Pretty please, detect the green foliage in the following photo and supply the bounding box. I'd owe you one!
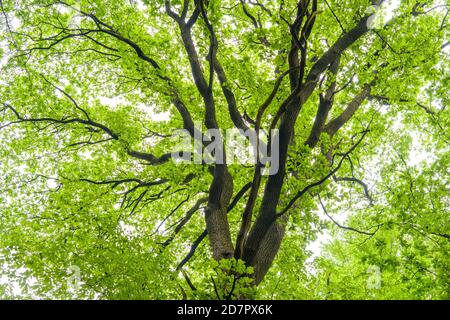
[0,0,450,299]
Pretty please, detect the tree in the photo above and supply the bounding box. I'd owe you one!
[0,0,450,299]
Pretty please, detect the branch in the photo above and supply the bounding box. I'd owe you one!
[317,194,378,236]
[277,130,369,217]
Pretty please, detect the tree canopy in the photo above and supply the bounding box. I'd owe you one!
[0,0,450,299]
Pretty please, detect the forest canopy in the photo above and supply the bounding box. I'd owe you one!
[0,0,450,299]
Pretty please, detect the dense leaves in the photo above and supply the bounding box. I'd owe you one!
[0,0,450,299]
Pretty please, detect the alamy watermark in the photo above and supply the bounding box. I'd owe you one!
[170,123,279,175]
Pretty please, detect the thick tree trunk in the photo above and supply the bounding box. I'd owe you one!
[205,165,234,260]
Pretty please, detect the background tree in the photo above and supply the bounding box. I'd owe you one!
[0,0,450,299]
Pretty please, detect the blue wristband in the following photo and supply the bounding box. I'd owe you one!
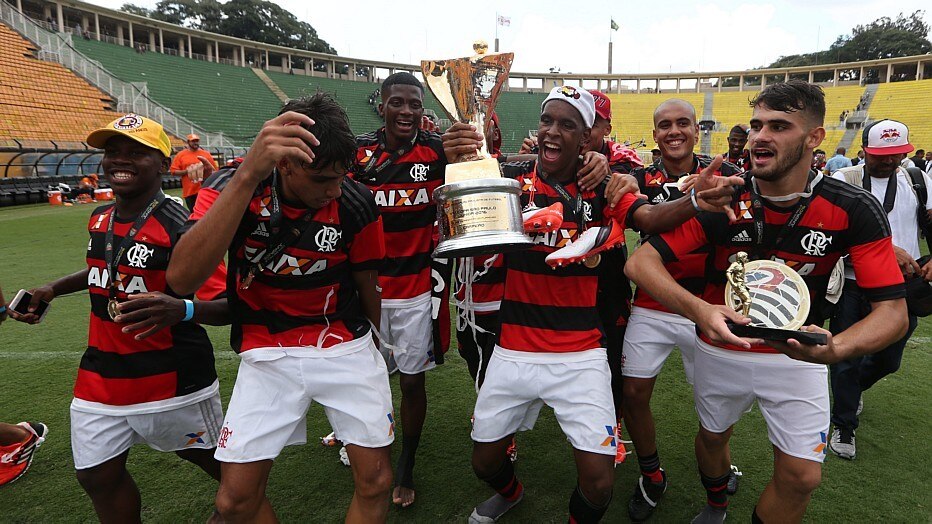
[181,299,194,322]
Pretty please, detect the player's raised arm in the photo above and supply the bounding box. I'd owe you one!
[166,112,319,295]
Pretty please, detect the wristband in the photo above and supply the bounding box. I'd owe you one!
[689,187,702,213]
[181,299,194,322]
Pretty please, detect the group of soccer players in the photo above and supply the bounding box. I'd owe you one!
[3,73,907,523]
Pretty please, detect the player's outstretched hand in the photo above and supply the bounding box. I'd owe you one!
[7,286,55,324]
[767,324,842,364]
[605,173,644,209]
[440,122,484,164]
[687,155,744,221]
[696,304,761,349]
[113,292,185,340]
[237,111,320,184]
[518,136,537,155]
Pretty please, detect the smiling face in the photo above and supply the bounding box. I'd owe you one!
[100,135,169,200]
[654,100,699,162]
[379,84,424,144]
[278,159,347,209]
[748,104,825,181]
[537,100,591,179]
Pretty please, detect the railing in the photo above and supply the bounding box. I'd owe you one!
[0,2,236,147]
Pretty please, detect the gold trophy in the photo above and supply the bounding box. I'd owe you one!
[725,251,827,344]
[421,41,531,258]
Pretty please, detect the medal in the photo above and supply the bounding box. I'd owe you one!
[107,298,120,320]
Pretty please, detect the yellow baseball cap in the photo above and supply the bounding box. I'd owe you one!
[87,113,172,157]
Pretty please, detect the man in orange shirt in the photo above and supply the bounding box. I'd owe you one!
[171,134,219,209]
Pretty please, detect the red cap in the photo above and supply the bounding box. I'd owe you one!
[589,89,612,122]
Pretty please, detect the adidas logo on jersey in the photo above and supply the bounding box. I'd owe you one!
[731,229,751,242]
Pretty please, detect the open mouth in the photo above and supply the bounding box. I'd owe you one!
[110,170,136,183]
[540,142,563,162]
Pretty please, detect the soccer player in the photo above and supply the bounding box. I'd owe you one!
[171,133,218,210]
[725,124,751,171]
[625,81,907,522]
[444,86,744,522]
[167,94,394,522]
[353,72,447,507]
[622,98,746,522]
[11,114,229,522]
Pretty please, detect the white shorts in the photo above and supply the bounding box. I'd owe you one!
[214,336,395,463]
[472,346,616,455]
[621,307,696,384]
[693,341,829,462]
[379,296,437,375]
[71,393,223,469]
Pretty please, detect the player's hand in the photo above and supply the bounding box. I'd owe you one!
[113,292,185,340]
[440,122,484,164]
[691,155,744,222]
[919,259,932,282]
[696,305,761,349]
[518,136,537,155]
[605,173,644,209]
[893,246,928,277]
[236,111,320,184]
[767,324,843,364]
[7,286,55,324]
[576,151,612,191]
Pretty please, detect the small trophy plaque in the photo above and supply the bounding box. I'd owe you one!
[725,251,828,345]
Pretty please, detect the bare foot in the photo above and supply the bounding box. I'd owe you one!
[392,486,414,508]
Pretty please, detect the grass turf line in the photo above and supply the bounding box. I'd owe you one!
[0,200,932,522]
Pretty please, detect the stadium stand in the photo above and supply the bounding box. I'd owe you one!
[868,80,932,151]
[73,38,281,143]
[0,24,117,143]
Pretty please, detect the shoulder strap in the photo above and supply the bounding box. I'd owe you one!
[906,167,932,252]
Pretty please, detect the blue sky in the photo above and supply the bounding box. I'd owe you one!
[90,0,932,73]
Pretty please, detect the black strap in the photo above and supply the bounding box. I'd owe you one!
[751,171,815,260]
[104,190,165,300]
[247,169,314,275]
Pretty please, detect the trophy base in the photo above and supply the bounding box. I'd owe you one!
[726,322,828,346]
[432,231,534,258]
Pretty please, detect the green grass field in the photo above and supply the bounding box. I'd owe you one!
[0,198,932,523]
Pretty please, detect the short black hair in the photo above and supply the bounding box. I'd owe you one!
[278,93,356,169]
[382,71,424,97]
[750,80,825,126]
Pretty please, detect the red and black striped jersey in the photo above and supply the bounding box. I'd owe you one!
[631,155,741,313]
[74,198,222,414]
[722,149,751,171]
[498,161,645,353]
[187,169,385,353]
[353,128,447,307]
[650,172,906,353]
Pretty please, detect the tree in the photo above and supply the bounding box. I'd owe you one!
[768,11,932,67]
[120,0,337,54]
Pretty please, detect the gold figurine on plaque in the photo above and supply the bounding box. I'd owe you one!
[421,41,531,258]
[725,251,751,316]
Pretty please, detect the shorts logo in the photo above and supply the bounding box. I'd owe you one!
[800,231,832,257]
[408,164,427,182]
[602,426,615,448]
[314,226,343,253]
[113,113,142,131]
[812,431,826,455]
[217,426,233,449]
[126,242,155,268]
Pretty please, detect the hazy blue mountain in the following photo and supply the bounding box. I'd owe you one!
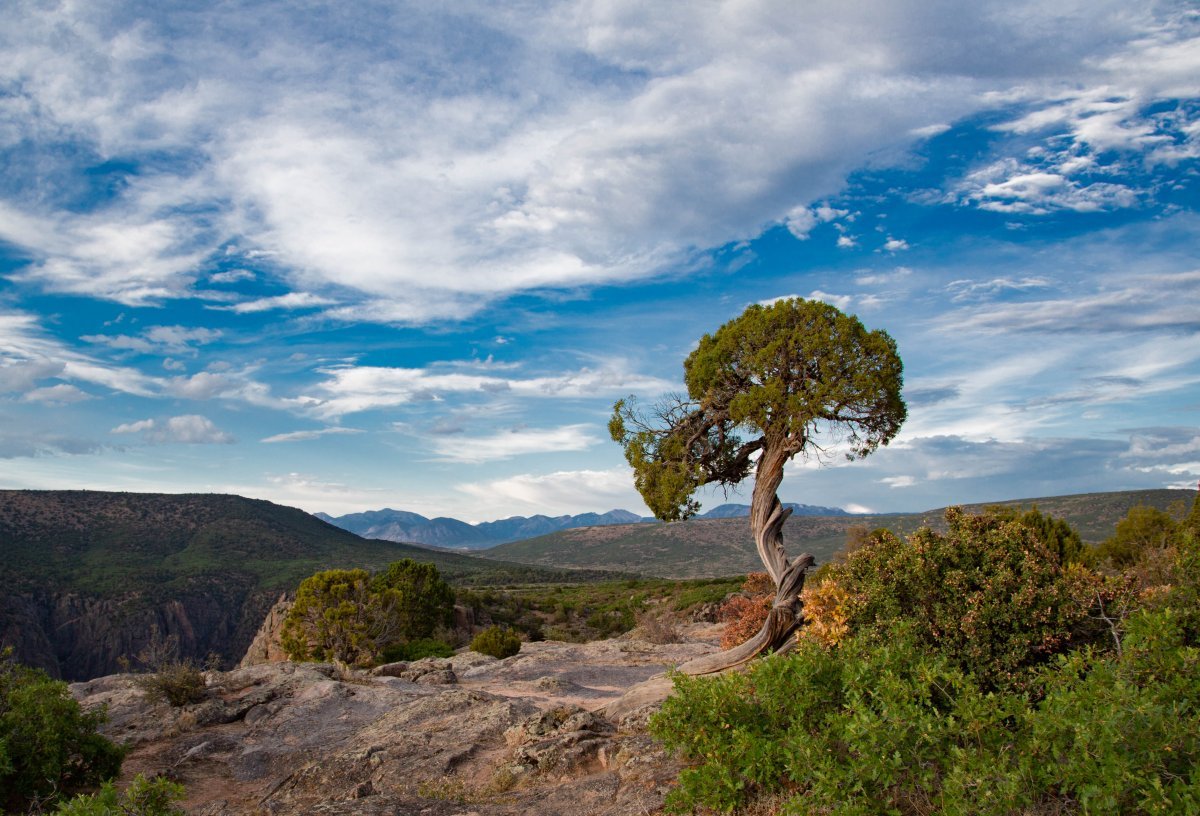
[700,502,851,518]
[316,508,644,550]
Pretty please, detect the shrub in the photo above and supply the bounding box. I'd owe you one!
[650,610,1200,816]
[635,611,679,644]
[371,558,454,643]
[828,508,1090,685]
[1096,504,1183,569]
[133,660,208,707]
[280,558,454,666]
[54,774,186,816]
[379,637,454,662]
[0,655,125,811]
[470,626,521,659]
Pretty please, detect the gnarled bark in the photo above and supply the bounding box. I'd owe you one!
[605,444,816,719]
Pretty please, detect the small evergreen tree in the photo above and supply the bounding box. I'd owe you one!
[280,558,454,666]
[0,654,125,812]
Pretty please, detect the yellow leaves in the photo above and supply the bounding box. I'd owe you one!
[796,581,851,646]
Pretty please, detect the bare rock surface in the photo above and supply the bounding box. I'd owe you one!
[71,626,716,816]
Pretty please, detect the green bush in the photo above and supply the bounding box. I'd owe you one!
[650,611,1200,816]
[1094,504,1186,569]
[280,558,454,666]
[54,774,186,816]
[379,637,454,664]
[470,626,521,659]
[650,504,1200,816]
[133,660,208,707]
[0,656,125,812]
[827,508,1087,685]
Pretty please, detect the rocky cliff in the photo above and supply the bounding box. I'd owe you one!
[0,584,277,680]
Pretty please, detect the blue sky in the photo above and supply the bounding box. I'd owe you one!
[0,0,1200,521]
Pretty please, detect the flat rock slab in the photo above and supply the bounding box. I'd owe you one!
[72,636,715,816]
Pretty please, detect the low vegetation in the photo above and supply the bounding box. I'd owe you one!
[281,558,454,666]
[470,625,521,660]
[652,496,1200,816]
[54,774,187,816]
[0,654,125,814]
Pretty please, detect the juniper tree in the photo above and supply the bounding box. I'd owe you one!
[608,299,907,674]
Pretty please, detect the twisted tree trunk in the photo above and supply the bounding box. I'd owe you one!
[605,443,816,720]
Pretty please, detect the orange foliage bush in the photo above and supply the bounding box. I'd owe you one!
[796,580,851,646]
[720,572,775,649]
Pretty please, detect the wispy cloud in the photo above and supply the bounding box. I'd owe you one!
[457,467,647,518]
[266,427,362,444]
[110,414,234,445]
[312,362,673,416]
[433,425,600,463]
[0,2,1194,322]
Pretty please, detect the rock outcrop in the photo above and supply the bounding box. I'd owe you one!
[72,636,715,816]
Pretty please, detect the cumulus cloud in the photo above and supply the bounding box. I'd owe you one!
[25,383,91,404]
[110,414,234,445]
[0,1,1194,322]
[955,158,1140,215]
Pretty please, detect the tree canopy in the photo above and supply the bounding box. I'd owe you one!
[608,299,907,673]
[608,299,907,521]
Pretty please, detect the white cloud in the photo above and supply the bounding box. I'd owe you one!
[809,289,854,312]
[946,277,1054,302]
[209,292,337,314]
[310,361,674,418]
[955,158,1139,215]
[0,1,1195,323]
[259,427,362,444]
[457,467,649,518]
[79,325,223,355]
[110,414,234,445]
[25,383,91,404]
[209,269,257,283]
[433,425,600,463]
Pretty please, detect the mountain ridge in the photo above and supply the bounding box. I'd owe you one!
[313,503,851,550]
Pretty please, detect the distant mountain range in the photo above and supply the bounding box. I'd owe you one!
[314,504,850,550]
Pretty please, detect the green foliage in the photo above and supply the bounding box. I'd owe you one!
[827,508,1087,684]
[608,299,907,521]
[470,626,521,659]
[650,504,1200,816]
[379,637,454,662]
[134,660,208,707]
[1096,504,1180,569]
[54,774,187,816]
[652,613,1200,816]
[280,558,454,666]
[280,570,379,665]
[371,558,454,641]
[988,504,1087,564]
[0,656,125,812]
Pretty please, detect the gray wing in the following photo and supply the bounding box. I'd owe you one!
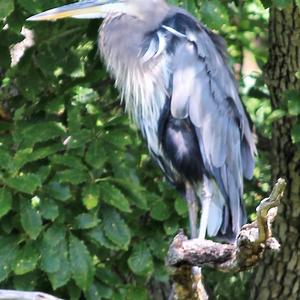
[165,19,256,233]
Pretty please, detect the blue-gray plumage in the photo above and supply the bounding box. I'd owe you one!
[30,0,256,239]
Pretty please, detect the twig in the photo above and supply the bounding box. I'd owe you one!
[0,290,62,300]
[167,179,286,272]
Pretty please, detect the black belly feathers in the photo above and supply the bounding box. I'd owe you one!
[161,116,204,182]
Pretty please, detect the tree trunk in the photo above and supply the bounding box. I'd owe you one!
[250,3,300,300]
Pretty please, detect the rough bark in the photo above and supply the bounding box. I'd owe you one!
[250,2,300,300]
[167,179,286,272]
[0,290,62,300]
[167,179,286,300]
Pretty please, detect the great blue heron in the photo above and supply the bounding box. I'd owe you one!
[28,0,256,239]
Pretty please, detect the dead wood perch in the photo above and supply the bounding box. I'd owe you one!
[167,179,286,272]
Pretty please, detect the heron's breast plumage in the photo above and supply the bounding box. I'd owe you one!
[99,16,171,155]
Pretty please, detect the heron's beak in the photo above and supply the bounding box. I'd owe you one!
[27,0,125,21]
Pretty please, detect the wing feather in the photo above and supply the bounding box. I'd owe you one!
[171,15,256,234]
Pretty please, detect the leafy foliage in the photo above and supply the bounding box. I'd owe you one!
[0,0,299,300]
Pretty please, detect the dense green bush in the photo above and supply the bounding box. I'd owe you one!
[0,0,296,300]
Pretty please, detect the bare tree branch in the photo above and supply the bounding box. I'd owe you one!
[0,290,62,300]
[167,179,286,272]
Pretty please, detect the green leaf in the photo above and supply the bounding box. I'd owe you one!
[4,173,42,194]
[87,226,119,250]
[99,182,131,212]
[292,123,300,144]
[48,240,72,290]
[164,218,179,235]
[69,235,95,291]
[85,139,107,169]
[0,236,18,282]
[124,286,151,300]
[82,184,99,210]
[0,149,13,170]
[112,178,148,210]
[0,0,15,20]
[96,265,122,287]
[128,243,153,276]
[21,205,43,240]
[103,208,131,250]
[40,199,59,221]
[74,213,100,229]
[13,242,39,275]
[13,271,40,291]
[201,0,229,30]
[40,224,67,273]
[14,144,62,170]
[267,109,287,123]
[56,169,88,184]
[48,181,72,202]
[14,121,66,148]
[0,188,12,218]
[274,0,293,8]
[86,281,113,300]
[147,233,169,261]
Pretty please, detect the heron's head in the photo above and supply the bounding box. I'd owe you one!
[28,0,168,21]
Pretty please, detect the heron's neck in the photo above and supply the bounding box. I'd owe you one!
[99,15,170,152]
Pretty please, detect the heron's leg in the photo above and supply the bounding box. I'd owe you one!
[198,176,212,240]
[185,183,198,239]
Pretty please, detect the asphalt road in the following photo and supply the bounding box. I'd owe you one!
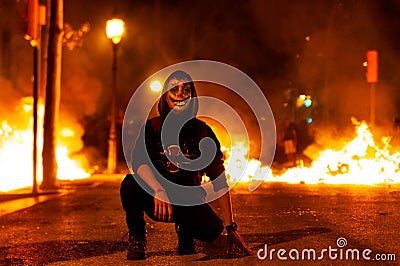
[0,176,400,265]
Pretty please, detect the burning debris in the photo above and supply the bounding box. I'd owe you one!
[222,118,400,185]
[0,97,89,192]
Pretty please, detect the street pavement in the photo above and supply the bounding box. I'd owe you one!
[0,174,400,265]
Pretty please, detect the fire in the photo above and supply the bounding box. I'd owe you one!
[225,118,400,185]
[222,142,272,183]
[0,97,90,192]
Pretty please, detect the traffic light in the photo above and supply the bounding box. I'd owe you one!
[366,50,378,83]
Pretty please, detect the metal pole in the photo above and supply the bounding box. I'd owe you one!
[107,43,118,174]
[32,45,39,194]
[370,83,375,127]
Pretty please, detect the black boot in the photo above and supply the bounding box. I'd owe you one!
[175,224,197,255]
[126,233,147,260]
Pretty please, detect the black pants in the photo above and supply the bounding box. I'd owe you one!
[120,174,224,242]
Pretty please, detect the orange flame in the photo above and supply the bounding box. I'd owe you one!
[0,97,90,192]
[224,118,400,185]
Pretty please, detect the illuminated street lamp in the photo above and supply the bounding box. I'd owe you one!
[106,18,125,174]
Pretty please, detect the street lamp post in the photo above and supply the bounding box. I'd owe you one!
[106,18,125,174]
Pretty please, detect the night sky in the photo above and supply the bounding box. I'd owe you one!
[0,0,400,131]
[59,0,400,127]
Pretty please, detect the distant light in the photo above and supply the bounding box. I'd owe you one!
[304,98,312,108]
[150,80,162,92]
[106,18,125,44]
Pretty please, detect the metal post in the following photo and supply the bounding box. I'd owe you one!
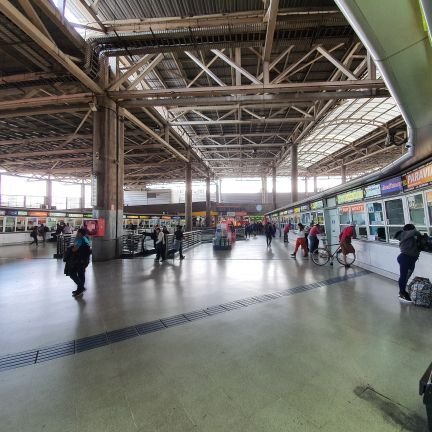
[341,165,346,184]
[291,143,298,202]
[261,176,267,204]
[80,180,85,209]
[185,162,192,232]
[45,178,52,209]
[206,177,211,227]
[93,96,124,261]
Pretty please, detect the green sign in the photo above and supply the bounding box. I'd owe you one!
[336,189,363,204]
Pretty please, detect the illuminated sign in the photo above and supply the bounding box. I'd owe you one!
[29,212,48,217]
[351,204,364,213]
[380,177,402,195]
[336,189,363,204]
[365,183,381,198]
[311,200,324,210]
[403,163,432,191]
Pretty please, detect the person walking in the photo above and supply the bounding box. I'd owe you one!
[64,228,91,298]
[291,223,308,258]
[264,222,273,247]
[30,225,39,246]
[155,227,165,262]
[339,222,357,268]
[309,223,321,254]
[174,225,185,260]
[395,224,422,303]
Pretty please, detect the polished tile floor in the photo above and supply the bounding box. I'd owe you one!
[0,237,432,432]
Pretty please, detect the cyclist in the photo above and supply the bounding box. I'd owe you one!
[339,222,357,268]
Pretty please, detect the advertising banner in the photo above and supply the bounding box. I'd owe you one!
[336,189,363,204]
[311,200,324,210]
[365,183,381,198]
[403,163,432,191]
[380,177,402,195]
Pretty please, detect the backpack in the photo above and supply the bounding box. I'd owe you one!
[408,277,432,308]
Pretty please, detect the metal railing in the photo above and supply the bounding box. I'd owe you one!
[122,230,203,258]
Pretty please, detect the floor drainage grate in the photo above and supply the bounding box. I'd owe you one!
[0,270,370,372]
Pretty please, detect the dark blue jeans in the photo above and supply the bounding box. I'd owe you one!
[397,254,418,294]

_REQUEST_.
Rewrite the lines above as a numbered list, starting at the line containing "Pretty please, detect the dead" and ending at the line containing "[185,183,198,239]", with blank lines left out.

_TASK RESPONSE_.
1. Pretty please, detect the dead wood perch in the photo above and supply the bounding box. I'd owe you one!
2. [167,179,286,272]
3. Pretty please, detect the heron's breast plumage in the photo above and supply the bounding box. I'd owe you one!
4. [99,16,171,155]
5. Pretty please, detect the heron's beak in the photo above and supply the bounding box. I'd owe you one!
6. [27,0,125,21]
7. Pretty please, detect the wing feather in the photo above and supply the bounding box. I'd owe you one!
8. [171,15,256,234]
9. Pretty please, detect the leafy foliage in the photo above and supply the bounding box. I'd owe you one!
10. [0,0,299,300]
11. Pretty please, detect the dense green bush in the photo above and supply the bounding box. I'd owe you one!
12. [0,0,296,300]
13. Pretty please, detect the bare tree branch in the photo above and supply the bounding box. I'd owe you one!
14. [0,290,62,300]
15. [167,179,286,272]
16. Pretty please, detect the green leaf in the photo above and supply the bounding box. I'd owe you one!
17. [4,173,42,194]
18. [87,226,119,250]
19. [99,182,131,212]
20. [292,123,300,144]
21. [48,240,72,290]
22. [164,218,179,235]
23. [69,235,95,291]
24. [85,139,107,169]
25. [0,236,18,282]
26. [124,286,151,300]
27. [82,184,99,210]
28. [0,149,13,170]
29. [112,178,148,210]
30. [0,0,15,20]
31. [96,265,122,287]
32. [128,243,153,276]
33. [21,205,43,240]
34. [103,208,131,250]
35. [40,199,59,221]
36. [74,213,100,229]
37. [13,242,39,275]
38. [13,271,40,291]
39. [201,0,229,30]
40. [40,224,67,273]
41. [14,144,62,170]
42. [267,109,287,123]
43. [56,169,88,184]
44. [48,181,72,202]
45. [14,121,66,148]
46. [0,188,12,218]
47. [274,0,293,8]
48. [86,281,113,300]
49. [147,233,169,261]
50. Pretty please, detect the heron's head in the photo above and supply the bounding box. I'd owe you one!
51. [28,0,168,21]
52. Pretty please, detect the heron's neck in the photo above and supply the bounding box. I'd owe you one!
53. [99,15,170,152]
54. Pretty please, detect the heron's leg in the photo above and supply the bounding box. I'd owe you one!
55. [198,176,212,240]
56. [185,183,198,239]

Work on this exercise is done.